* Extracted information:
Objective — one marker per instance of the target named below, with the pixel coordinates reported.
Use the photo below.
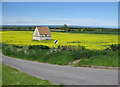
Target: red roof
(44, 30)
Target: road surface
(64, 74)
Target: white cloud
(56, 21)
(60, 0)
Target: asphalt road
(64, 74)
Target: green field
(98, 48)
(90, 41)
(12, 76)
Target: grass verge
(66, 55)
(12, 76)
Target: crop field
(90, 41)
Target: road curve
(64, 74)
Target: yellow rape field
(90, 41)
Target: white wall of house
(37, 36)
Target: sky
(102, 14)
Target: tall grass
(65, 55)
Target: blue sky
(104, 14)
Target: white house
(41, 33)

* Task to carry out: Repeat the data above exactly, but not the pictures.

* Response to this task:
Objective — one marker per instance of the target named below, with the pixel coordinates reported.
Use the photo below.
Target: red roof
(44, 30)
Target: road surface
(64, 74)
Target: white cloud
(56, 21)
(60, 0)
Target: asphalt road
(64, 74)
Target: green field
(98, 48)
(90, 41)
(12, 76)
Target: grass verge
(66, 55)
(12, 76)
Target: crop field
(90, 41)
Target: road curve
(64, 74)
Target: yellow rape field
(90, 41)
Target: white wall of house
(37, 36)
Target: sky
(102, 14)
Target: tall grass
(65, 55)
Target: blue sky
(104, 14)
Target: white house
(41, 33)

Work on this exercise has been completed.